Records from a data source
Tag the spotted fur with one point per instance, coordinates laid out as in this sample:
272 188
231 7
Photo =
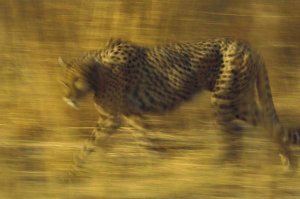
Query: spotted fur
128 79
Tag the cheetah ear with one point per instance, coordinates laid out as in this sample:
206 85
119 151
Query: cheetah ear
62 63
96 59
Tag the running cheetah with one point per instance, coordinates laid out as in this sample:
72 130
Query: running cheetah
131 80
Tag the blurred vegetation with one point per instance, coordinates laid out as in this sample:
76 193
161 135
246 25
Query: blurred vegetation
39 133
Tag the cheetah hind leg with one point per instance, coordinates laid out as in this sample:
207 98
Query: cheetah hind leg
249 112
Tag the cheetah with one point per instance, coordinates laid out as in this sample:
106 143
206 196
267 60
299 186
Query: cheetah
128 79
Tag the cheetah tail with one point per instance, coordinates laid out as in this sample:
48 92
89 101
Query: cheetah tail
269 115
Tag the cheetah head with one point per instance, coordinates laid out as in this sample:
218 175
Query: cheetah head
75 82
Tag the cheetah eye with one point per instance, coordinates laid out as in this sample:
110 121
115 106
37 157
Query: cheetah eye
63 83
81 84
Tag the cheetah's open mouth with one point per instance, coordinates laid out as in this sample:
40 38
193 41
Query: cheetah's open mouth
71 103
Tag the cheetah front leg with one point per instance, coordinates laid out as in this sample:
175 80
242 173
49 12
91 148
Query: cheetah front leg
225 103
106 126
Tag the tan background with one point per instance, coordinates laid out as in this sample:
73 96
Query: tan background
39 133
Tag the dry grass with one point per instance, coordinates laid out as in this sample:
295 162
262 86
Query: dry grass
39 133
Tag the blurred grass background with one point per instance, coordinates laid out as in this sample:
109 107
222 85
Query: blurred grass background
39 133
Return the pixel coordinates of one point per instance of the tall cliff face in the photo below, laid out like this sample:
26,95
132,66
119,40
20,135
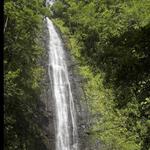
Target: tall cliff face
47,107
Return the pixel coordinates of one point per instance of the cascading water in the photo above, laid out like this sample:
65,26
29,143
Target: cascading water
66,129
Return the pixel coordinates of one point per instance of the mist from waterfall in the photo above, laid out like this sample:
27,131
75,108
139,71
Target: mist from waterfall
66,129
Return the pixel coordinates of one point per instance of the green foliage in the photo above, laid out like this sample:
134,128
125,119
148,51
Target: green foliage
22,75
111,40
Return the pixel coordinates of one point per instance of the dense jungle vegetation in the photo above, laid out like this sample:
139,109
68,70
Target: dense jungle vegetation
110,40
23,48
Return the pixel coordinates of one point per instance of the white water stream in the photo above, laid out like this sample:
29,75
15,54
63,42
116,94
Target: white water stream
66,129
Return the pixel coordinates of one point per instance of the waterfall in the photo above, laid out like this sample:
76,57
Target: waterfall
66,129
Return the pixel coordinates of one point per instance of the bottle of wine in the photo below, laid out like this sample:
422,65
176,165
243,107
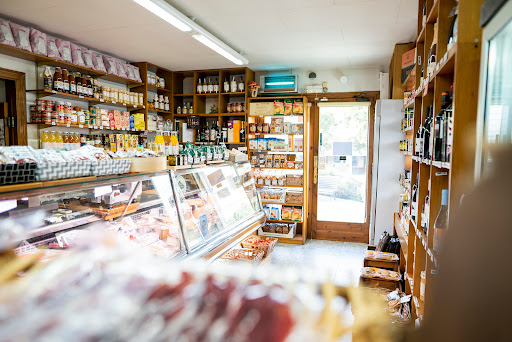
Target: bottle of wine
441,223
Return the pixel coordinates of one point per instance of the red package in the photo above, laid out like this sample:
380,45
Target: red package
110,64
64,47
121,68
97,61
51,48
87,56
21,36
38,41
6,36
77,55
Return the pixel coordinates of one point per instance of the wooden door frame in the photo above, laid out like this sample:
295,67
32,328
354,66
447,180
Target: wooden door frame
353,232
18,105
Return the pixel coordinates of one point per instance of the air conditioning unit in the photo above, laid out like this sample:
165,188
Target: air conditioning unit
279,84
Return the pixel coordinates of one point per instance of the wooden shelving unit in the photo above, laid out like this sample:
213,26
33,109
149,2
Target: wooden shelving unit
302,229
455,65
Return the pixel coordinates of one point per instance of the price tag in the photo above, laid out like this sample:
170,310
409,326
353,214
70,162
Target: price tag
203,225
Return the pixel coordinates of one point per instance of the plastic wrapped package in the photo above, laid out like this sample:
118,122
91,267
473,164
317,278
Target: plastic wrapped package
121,69
88,58
17,154
97,60
21,36
375,255
51,48
77,55
6,36
100,295
379,273
110,65
64,47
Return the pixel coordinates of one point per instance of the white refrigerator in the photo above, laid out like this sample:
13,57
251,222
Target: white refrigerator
388,164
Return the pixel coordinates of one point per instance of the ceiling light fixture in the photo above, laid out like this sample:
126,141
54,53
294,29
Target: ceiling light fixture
166,12
221,48
174,17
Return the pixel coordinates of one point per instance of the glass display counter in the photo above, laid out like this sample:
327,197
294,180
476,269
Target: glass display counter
178,213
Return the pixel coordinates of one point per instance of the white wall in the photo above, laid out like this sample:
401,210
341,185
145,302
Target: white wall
359,79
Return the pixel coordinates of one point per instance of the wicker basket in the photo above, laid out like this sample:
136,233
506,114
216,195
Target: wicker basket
267,249
244,254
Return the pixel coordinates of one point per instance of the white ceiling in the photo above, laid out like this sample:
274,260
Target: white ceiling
272,34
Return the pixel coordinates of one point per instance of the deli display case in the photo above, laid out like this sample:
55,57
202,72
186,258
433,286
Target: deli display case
190,213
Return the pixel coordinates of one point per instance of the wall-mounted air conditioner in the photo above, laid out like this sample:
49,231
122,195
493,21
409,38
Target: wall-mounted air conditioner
279,84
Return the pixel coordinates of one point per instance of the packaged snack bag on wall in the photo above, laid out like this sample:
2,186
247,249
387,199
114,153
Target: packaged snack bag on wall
97,61
38,41
64,47
77,55
110,64
298,107
121,69
51,48
21,36
6,36
288,107
87,56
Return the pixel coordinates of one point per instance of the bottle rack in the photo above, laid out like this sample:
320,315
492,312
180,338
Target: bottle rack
453,67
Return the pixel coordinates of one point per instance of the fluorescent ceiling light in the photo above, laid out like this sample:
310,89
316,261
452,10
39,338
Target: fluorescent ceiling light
166,12
222,50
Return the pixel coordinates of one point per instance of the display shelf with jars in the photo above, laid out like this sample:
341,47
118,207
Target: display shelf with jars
441,99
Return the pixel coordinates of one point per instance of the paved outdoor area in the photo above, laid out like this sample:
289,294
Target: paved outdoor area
341,261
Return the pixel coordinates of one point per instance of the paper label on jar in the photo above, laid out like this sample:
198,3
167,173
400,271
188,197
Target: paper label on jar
7,33
24,39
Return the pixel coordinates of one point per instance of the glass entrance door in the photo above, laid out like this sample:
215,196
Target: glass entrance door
341,171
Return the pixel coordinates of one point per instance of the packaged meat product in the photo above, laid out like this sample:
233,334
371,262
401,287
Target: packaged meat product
38,41
110,64
64,47
77,55
375,255
21,36
51,48
48,156
17,154
121,69
297,214
87,55
97,61
6,36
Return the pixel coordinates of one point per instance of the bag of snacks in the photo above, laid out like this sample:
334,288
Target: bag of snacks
38,41
297,214
87,56
21,36
51,48
97,61
64,47
121,69
17,155
110,64
6,36
288,107
298,107
287,213
77,55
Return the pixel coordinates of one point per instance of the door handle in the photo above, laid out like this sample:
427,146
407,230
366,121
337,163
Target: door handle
315,170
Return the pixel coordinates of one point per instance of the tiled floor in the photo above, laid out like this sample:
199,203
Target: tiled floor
341,261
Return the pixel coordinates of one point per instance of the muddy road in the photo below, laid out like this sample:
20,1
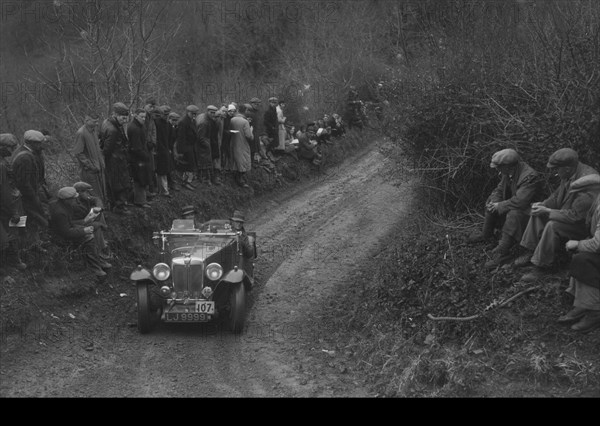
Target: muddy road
311,243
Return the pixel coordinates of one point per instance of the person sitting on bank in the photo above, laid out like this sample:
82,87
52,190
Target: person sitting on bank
237,225
559,218
507,207
89,210
584,284
62,223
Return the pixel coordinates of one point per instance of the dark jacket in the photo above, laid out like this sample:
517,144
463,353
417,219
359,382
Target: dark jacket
61,220
270,123
115,149
571,207
139,156
187,136
519,191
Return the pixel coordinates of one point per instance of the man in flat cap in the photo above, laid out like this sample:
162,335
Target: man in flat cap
89,155
209,151
254,115
507,207
184,149
115,148
89,211
9,207
173,178
139,158
27,177
271,125
163,162
558,218
65,228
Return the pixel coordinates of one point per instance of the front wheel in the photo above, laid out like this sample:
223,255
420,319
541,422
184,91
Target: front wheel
237,308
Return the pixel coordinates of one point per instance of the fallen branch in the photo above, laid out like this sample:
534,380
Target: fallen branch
487,309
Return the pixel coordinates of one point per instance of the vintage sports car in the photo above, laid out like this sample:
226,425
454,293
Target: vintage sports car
202,275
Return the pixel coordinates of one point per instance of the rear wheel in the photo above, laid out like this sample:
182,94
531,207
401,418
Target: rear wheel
237,308
145,317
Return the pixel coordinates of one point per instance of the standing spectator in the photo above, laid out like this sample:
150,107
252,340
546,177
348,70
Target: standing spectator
508,206
82,214
115,148
187,135
584,284
150,134
558,218
139,158
163,160
207,124
26,172
61,214
89,156
281,132
254,115
9,212
207,129
240,147
226,159
271,125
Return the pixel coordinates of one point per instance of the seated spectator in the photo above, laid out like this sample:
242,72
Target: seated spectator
584,283
559,218
62,223
308,147
507,207
89,212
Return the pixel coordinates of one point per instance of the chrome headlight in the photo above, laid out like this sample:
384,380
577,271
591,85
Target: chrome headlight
214,271
161,271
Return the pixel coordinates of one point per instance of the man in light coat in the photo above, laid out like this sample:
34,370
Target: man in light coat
89,156
240,146
558,218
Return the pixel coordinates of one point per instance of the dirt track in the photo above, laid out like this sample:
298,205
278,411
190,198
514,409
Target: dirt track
310,242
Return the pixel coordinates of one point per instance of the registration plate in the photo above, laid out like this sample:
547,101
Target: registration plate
186,317
205,307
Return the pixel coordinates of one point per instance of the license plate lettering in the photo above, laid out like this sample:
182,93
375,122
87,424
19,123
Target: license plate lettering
205,307
186,317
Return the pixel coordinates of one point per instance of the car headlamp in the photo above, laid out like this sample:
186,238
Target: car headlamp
214,271
161,271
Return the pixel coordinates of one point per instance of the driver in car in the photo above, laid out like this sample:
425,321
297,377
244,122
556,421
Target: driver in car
237,225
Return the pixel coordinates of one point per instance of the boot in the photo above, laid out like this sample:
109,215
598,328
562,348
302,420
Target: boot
487,233
501,254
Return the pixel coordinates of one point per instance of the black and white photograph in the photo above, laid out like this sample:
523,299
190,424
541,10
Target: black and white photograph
300,199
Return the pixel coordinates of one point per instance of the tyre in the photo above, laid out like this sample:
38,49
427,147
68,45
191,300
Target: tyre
145,317
237,308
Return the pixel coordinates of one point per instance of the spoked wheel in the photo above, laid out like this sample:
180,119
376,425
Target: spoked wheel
146,316
237,308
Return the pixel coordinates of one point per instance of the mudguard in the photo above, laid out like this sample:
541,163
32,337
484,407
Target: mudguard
142,274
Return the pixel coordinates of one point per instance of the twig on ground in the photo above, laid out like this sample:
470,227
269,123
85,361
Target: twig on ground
472,317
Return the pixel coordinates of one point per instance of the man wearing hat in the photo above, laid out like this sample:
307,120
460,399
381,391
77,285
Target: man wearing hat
584,283
237,225
172,177
185,143
9,211
139,158
115,148
253,113
507,207
86,203
27,177
271,125
89,155
63,225
207,149
558,218
162,160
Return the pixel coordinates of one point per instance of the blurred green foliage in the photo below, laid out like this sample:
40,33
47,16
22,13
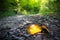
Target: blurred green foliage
28,7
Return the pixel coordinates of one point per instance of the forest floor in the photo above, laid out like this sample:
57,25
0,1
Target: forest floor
51,22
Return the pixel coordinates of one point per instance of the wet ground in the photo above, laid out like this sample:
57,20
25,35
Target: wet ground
12,24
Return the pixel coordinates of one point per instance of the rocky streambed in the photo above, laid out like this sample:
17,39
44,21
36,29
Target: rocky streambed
13,25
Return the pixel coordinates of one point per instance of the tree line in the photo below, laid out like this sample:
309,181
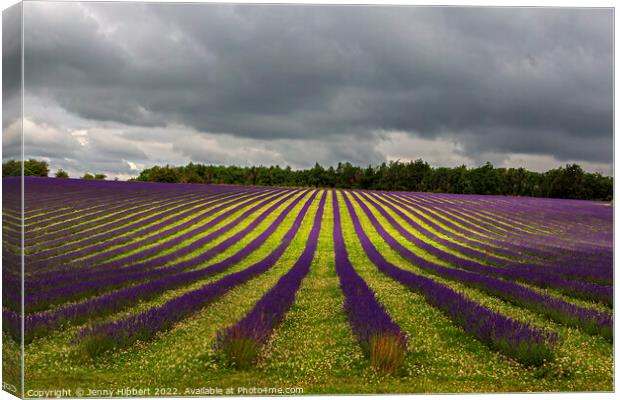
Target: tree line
570,181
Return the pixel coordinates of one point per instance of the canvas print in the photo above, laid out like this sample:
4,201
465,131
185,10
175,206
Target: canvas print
254,199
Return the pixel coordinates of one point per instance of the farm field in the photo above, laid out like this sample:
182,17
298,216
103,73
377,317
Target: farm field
152,285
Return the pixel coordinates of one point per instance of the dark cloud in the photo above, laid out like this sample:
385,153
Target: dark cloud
504,81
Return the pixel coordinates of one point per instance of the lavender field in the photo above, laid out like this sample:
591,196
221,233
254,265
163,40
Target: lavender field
183,286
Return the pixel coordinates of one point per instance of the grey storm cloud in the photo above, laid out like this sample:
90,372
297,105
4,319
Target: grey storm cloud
500,80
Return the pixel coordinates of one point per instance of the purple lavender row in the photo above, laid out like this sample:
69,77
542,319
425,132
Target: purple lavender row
503,247
89,268
549,214
480,203
44,237
72,231
92,191
468,230
591,321
522,271
41,323
75,193
256,326
39,300
554,246
122,333
487,229
124,234
516,339
369,320
91,211
550,243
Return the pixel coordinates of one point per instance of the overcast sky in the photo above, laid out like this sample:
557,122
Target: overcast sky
117,87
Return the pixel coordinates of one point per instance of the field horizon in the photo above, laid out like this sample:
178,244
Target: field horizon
139,284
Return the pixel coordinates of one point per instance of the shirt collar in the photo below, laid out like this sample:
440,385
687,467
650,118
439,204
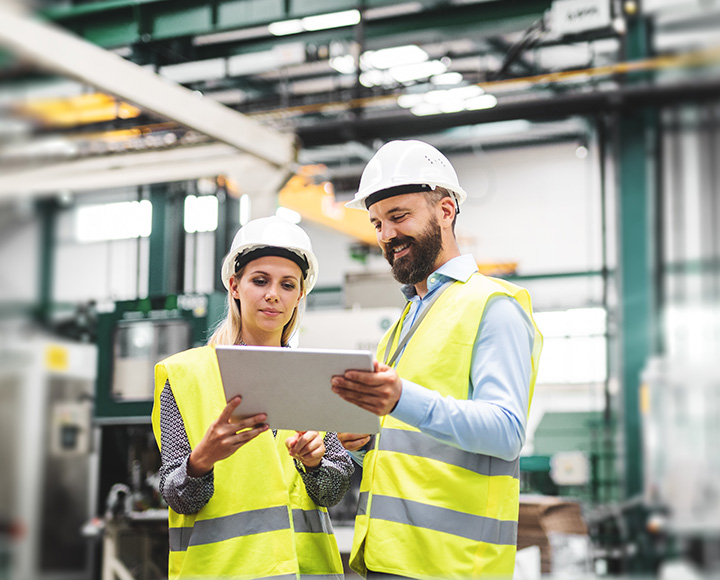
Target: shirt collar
459,268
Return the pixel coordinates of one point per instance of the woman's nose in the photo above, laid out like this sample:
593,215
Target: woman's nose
271,294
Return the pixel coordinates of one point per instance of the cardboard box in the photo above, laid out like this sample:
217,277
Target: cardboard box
547,521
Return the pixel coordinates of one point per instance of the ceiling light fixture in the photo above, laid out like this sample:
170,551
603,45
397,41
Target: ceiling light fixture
451,78
332,20
387,58
481,102
314,23
414,72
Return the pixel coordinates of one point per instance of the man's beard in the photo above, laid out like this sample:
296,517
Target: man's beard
419,262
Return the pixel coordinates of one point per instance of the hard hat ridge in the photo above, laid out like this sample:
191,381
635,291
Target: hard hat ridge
271,236
400,167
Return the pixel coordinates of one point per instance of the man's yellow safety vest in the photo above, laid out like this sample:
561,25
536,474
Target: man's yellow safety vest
428,510
260,521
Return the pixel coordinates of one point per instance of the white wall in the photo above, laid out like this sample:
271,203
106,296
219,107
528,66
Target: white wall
19,260
537,206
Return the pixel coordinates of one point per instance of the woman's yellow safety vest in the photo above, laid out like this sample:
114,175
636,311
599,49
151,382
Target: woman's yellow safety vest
428,510
260,521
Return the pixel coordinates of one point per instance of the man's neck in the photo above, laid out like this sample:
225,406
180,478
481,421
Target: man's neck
421,287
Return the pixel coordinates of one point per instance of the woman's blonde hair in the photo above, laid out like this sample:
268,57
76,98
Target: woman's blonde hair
229,330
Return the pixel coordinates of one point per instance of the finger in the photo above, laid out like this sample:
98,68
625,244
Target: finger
290,441
365,377
250,434
367,402
304,439
361,387
227,412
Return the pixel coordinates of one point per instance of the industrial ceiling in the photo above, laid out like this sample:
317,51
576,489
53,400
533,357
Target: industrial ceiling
330,79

TASK GOAL: Write out exactly the lines from the line holding "the man's yellow" through the last line of the data, and nothing besides those lines.

PROBLEM SOLUTION:
Return the pixel coordinates of one point per instance of the man's yellow safety vest in the photo above, laid out like this sample:
561,25
536,474
Target: man's yellow safety vest
428,510
260,521
Return the pixel coordinates of one point per instance of the white wall in the photo above, laid out like this sample:
271,203
106,296
219,107
528,66
Target: white wall
19,260
537,206
Return the pixel coordinates of one point per instance of the woman's yellow safety vest in the photo above, laid out like this sample:
114,175
636,311
599,49
151,382
Target: woman's yellow safety vest
428,510
260,521
Return the pixel coordinates of one point per instance of the man's neck in the photo above, laid out like this sample:
225,406
180,478
481,421
Target: man's neck
421,287
Return the pixel coordinates of one point per instance of the woman's blonde hair in the photo above, laid out like this sample:
268,57
76,98
Target: woman's blonde hair
229,330
Return the pixel coordinates of one point per instance of the finger in the photo above, laid out like this sample:
98,68
625,244
Target: finger
290,441
365,377
250,434
367,402
304,439
361,387
227,412
Return the pixel coordinates of one point per instance of the industrial ceiling in the photo above, laid out like this sample:
317,51
576,489
53,400
533,357
Target: industrial ceiling
330,79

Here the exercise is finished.